● Given problem:
Rewrite the rows below with "bamboo pole" swapped for "wooden stake" and every other line left as it is, omitting the pictures from your answer.

● Source data:
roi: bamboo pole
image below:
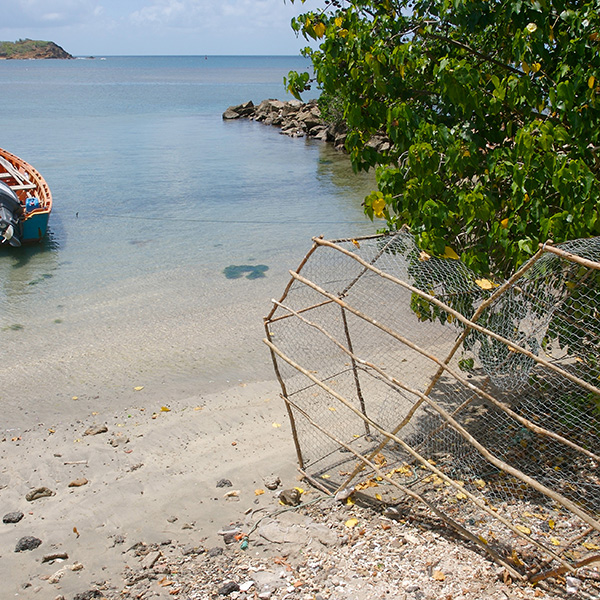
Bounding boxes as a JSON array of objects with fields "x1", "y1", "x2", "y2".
[
  {"x1": 263, "y1": 340, "x2": 576, "y2": 570},
  {"x1": 340, "y1": 306, "x2": 371, "y2": 435},
  {"x1": 264, "y1": 236, "x2": 322, "y2": 322},
  {"x1": 540, "y1": 242, "x2": 600, "y2": 270},
  {"x1": 284, "y1": 394, "x2": 528, "y2": 581},
  {"x1": 264, "y1": 318, "x2": 304, "y2": 469},
  {"x1": 310, "y1": 239, "x2": 600, "y2": 396},
  {"x1": 282, "y1": 273, "x2": 600, "y2": 461}
]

● Expected output:
roi: wooden stake
image below:
Bounding boxes as a JSON array of objects with fields "x1", "y1", "x2", "y2".
[
  {"x1": 263, "y1": 340, "x2": 576, "y2": 570},
  {"x1": 340, "y1": 306, "x2": 371, "y2": 435},
  {"x1": 264, "y1": 236, "x2": 322, "y2": 322},
  {"x1": 540, "y1": 242, "x2": 600, "y2": 270},
  {"x1": 284, "y1": 394, "x2": 528, "y2": 581},
  {"x1": 264, "y1": 318, "x2": 304, "y2": 469},
  {"x1": 310, "y1": 239, "x2": 600, "y2": 396},
  {"x1": 282, "y1": 273, "x2": 600, "y2": 461}
]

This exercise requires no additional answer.